*Exercise prompt*
Show, copied in full, every line of the entries below that contains the string "positive".

(Stored records)
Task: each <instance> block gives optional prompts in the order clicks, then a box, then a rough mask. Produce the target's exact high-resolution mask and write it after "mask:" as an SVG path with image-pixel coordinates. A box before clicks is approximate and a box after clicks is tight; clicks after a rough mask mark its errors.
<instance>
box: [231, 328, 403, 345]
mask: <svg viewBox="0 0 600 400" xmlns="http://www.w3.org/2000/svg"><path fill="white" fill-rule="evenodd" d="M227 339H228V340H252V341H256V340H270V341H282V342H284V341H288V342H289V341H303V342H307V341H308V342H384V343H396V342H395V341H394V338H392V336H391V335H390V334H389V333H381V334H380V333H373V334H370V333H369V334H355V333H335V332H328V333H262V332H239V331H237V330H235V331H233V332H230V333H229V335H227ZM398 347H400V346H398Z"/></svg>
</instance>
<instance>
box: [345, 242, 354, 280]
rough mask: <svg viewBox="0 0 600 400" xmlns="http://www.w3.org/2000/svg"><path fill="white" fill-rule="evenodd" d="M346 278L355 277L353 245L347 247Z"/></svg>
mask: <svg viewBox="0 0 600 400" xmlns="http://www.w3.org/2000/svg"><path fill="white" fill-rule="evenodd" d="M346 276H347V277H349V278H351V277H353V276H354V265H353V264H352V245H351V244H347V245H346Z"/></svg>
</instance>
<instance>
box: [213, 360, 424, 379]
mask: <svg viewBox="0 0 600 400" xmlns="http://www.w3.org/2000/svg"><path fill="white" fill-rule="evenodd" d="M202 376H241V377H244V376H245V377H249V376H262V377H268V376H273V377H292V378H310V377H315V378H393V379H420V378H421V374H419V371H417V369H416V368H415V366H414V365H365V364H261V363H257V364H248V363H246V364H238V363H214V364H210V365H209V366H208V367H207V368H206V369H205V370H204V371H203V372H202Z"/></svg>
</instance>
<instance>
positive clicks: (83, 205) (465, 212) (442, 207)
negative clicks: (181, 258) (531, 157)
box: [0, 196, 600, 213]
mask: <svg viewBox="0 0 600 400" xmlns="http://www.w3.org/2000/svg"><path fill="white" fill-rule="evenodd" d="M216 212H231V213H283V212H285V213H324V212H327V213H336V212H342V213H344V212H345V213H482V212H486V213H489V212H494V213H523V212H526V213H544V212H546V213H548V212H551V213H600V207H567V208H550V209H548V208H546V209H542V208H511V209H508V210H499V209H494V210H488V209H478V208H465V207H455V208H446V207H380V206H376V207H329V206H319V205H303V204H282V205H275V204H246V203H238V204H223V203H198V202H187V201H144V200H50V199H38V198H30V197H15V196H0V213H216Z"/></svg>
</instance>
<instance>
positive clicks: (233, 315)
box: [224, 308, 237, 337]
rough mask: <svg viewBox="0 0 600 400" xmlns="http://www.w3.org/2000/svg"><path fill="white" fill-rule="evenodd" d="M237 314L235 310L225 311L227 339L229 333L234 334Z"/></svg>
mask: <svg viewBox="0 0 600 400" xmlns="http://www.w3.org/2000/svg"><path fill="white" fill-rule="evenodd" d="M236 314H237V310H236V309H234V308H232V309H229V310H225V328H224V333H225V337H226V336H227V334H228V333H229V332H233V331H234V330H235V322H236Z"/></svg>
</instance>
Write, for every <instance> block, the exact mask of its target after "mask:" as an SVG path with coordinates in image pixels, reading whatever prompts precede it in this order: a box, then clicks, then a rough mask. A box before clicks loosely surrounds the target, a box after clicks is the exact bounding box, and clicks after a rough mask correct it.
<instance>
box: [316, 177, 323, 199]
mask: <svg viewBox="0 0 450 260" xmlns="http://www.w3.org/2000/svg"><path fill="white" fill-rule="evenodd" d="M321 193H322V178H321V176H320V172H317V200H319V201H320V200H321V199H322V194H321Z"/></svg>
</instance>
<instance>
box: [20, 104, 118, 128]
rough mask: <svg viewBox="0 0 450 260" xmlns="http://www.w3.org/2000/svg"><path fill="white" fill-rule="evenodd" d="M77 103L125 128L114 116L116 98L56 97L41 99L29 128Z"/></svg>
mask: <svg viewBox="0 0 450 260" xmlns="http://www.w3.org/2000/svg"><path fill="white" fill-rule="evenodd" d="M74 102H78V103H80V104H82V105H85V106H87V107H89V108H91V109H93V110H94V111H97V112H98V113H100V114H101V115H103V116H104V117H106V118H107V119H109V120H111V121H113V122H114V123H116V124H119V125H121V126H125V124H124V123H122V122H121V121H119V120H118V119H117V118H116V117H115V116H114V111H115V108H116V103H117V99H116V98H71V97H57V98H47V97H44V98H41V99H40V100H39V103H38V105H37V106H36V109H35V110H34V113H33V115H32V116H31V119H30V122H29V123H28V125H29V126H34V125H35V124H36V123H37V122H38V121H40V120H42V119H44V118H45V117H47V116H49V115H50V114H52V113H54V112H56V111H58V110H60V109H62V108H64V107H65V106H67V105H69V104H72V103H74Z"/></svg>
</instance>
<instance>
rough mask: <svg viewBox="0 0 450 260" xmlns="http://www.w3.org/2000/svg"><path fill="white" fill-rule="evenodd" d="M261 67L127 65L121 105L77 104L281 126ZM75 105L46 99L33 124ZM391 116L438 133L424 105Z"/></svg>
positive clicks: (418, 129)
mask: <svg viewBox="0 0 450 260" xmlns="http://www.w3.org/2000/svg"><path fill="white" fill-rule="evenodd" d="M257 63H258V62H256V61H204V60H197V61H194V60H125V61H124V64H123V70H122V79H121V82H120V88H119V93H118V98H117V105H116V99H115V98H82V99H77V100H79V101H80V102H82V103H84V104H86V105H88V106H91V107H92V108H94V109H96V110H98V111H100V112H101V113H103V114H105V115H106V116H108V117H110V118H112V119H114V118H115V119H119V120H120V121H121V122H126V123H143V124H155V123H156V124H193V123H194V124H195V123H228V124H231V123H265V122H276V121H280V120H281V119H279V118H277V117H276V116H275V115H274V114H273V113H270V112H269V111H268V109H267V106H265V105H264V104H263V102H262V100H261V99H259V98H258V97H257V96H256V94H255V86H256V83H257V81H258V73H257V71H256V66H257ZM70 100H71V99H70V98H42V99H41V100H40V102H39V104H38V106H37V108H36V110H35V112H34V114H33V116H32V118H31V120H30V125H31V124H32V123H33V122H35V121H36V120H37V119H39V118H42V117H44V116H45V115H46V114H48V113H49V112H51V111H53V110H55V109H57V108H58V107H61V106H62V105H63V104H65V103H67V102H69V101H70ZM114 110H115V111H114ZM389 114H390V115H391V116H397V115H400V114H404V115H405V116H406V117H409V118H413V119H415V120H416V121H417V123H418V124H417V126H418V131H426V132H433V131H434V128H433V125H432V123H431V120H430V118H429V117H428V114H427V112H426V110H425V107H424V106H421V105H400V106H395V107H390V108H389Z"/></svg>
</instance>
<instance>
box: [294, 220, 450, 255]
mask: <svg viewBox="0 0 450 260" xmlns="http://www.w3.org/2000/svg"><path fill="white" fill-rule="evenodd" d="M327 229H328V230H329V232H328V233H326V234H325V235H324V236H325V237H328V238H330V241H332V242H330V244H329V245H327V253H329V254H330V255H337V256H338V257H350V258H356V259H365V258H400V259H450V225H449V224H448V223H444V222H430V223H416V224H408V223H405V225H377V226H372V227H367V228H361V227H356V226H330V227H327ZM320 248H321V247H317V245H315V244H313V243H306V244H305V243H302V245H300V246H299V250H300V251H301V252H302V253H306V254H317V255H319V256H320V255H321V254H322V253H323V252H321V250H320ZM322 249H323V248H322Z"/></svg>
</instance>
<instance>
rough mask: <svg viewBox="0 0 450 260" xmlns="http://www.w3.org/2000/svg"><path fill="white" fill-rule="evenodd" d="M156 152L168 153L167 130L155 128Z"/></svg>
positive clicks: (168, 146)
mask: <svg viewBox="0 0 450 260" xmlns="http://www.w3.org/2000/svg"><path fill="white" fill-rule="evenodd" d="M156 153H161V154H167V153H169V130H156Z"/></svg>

*Solved problem*
positive clicks: (83, 205) (465, 212) (442, 207)
positive clicks: (233, 315)
positive clicks: (418, 129)
positive clicks: (168, 146)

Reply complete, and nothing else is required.